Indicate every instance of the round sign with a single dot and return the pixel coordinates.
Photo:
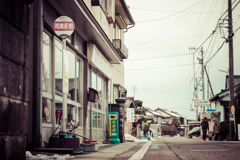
(63, 26)
(233, 109)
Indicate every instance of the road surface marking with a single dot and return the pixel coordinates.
(154, 146)
(139, 154)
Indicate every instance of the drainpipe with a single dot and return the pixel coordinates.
(129, 27)
(36, 68)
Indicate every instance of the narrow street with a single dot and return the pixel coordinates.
(167, 148)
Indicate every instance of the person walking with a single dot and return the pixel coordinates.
(205, 127)
(216, 128)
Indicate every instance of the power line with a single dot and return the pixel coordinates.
(158, 57)
(170, 11)
(170, 15)
(166, 40)
(159, 67)
(216, 52)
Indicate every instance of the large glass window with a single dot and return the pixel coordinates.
(46, 110)
(71, 75)
(80, 44)
(115, 93)
(58, 68)
(46, 64)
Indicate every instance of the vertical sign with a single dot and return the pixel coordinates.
(195, 102)
(113, 127)
(203, 102)
(65, 71)
(130, 114)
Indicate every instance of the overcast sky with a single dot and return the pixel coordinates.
(160, 62)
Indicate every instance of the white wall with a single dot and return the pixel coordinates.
(219, 108)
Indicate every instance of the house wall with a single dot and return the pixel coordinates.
(14, 32)
(219, 108)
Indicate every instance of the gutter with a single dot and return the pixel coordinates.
(36, 81)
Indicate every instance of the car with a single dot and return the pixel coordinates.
(154, 132)
(196, 131)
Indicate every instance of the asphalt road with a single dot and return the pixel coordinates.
(178, 148)
(167, 148)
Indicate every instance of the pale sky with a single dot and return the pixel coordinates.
(160, 41)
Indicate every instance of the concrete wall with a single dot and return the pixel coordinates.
(14, 24)
(219, 108)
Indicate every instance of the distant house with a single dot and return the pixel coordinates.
(153, 115)
(168, 115)
(221, 99)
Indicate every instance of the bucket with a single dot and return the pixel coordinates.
(89, 147)
(91, 141)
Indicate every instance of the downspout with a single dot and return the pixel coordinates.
(129, 27)
(35, 106)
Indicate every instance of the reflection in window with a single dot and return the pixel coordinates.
(46, 110)
(99, 91)
(71, 75)
(46, 64)
(115, 93)
(94, 79)
(58, 112)
(80, 44)
(94, 118)
(79, 123)
(70, 113)
(58, 68)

[WORK INSTRUCTIONS] Your answer must be the line containing "Indicate every instance of the reflection" through the last line above, copied exactly, with nothing added.

[ANSWER TO THIS TASK]
Indicate every instance of the reflection in window with a single dot and return the pixel coordinates.
(46, 110)
(99, 91)
(71, 75)
(46, 64)
(115, 93)
(94, 79)
(58, 112)
(80, 44)
(94, 118)
(79, 123)
(70, 113)
(58, 68)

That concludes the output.